##### Document segment

Reading Year (RY) 2012

You can have conflicting short-term and long-term goals, right?  I want to lose weight over the longer term, but I want that milkshake RIGHT NOW!  With that in mind, the sentiment I want to begin with today might not be so bad.  I like to read books I really don’t want to read.

How does that work?  Well, five friends and I started meeting as a book group in 1983.  There aren’t many long-lived book groups.  Most book groups are women’s book groups.[1]  In the fall of 2013, we will begin our 30th year.  One of the friends was my employer at the time, an Oregon state legislator.  One was an education lobbyist in the 1983 legislative session.  They and their wives and I and my wife were the six people.  The next year, each couple chose to invite another person or another couple and very soon we were a group of 12, which is our current number.  Four of the original six are still members.  Here is the most recent picture of us, missing only three.  That’s the Pacific Ocean behind us.  The Sylvia Beach Hotel, famous for its author-themed rooms, is stage right.

We choose books for what I have recently been calling “the reading year.”  There are many different fiscal years; there are calendar years; there are liturgical years. Why not a reading year; an RY?  Following the practice of the federal fiscal year, I propose we date the year by the ending date, so we are just entering RY 2012.  We choose books from October to September.  That’s the RY.  At the September meeting, we will discuss the last book of RY 2011—it is Daniel Schorr’s Staying Tuned—and complete our balloting for RY 2012.[2]

Let me start with the truly shocking news.  Not everyone in the group shared my taste in books.  You heard it here first.  People nominate books I have never heard of and some of which I find really unattractive.  We have read books of poetry by poets I didn’t like.  We have agonized over the impoverished or otherwise distorted childhoods of people who grew up to write nostalgic or angry reflections on that time.  We have read children’s stories.  One month, long ago, we read supermarket tabloids.

In the process of reading books someone else thought were important and interesting, I have become interested in books I would never have read.  Further, some of the books I have read and never did become interested in have nevertheless benefitted me.  I look back on “having read them” with a pleasure entirely incommensurate with the pain of actually reading them—or with the prospect of reading another such book.  So I like reading books I didn’t want to read and nearly every year, the books that have real merit form a larger fraction of the total list.

##########
##### Dataset

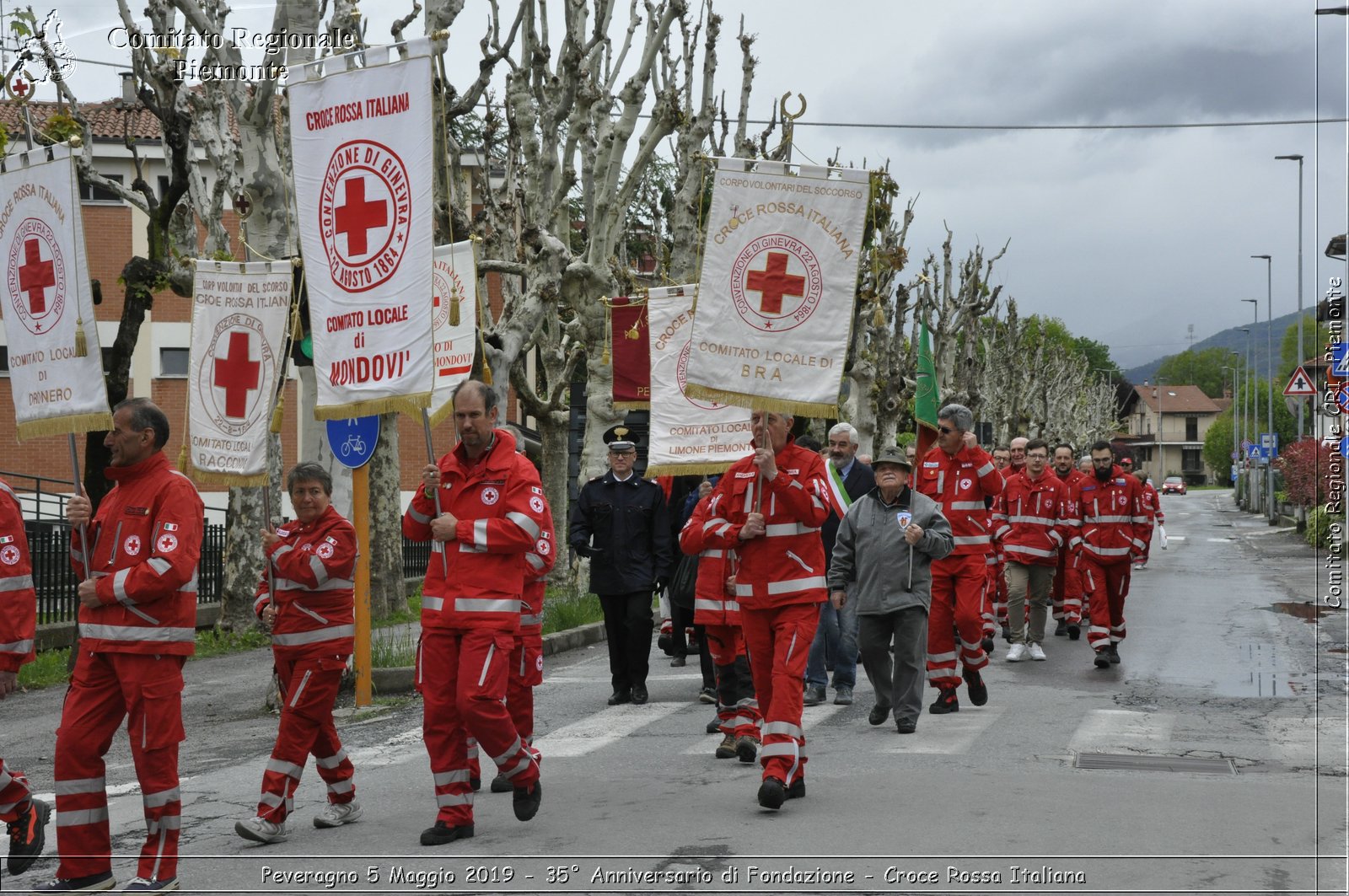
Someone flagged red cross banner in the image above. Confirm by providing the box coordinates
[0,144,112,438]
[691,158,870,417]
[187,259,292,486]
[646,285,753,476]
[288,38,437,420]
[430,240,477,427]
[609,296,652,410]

##########
##### Dataset

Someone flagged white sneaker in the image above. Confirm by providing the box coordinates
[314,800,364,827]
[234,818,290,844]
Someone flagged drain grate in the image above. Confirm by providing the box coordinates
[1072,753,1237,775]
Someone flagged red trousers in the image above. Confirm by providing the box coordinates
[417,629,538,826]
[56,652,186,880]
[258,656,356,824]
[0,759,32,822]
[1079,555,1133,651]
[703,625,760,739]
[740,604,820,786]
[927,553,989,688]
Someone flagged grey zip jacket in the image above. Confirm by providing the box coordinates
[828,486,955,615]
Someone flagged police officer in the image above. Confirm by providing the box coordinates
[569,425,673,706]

##########

**Actions to take:**
1/ Repeat the part of the essay on the reading year that begins at the words "How does that" and ends after the words "is stage right.".
2/ In the essay on the reading year, what months does the group choose books from?
The listing comes from a different source than the essay on the reading year.

**Responses for each task:**
1/
How does that work?  Well, five friends and I started meeting as a book group in 1983.  There aren’t many long-lived book groups.  Most book groups are women’s book groups.[1]  In the fall of 2013, we will begin our 30th year.  One of the friends was my employer at the time, an Oregon state legislator.  One was an education lobbyist in the 1983 legislative session.  They and their wives and I and my wife were the six people.  The next year, each couple chose to invite another person or another couple and very soon we were a group of 12, which is our current number.  Four of the original six are still members.  Here is the most recent picture of us, missing only three.  That’s the Pacific Ocean behind us.  The Sylvia Beach Hotel, famous for its author-themed rooms, is stage right.

2/ From October to September.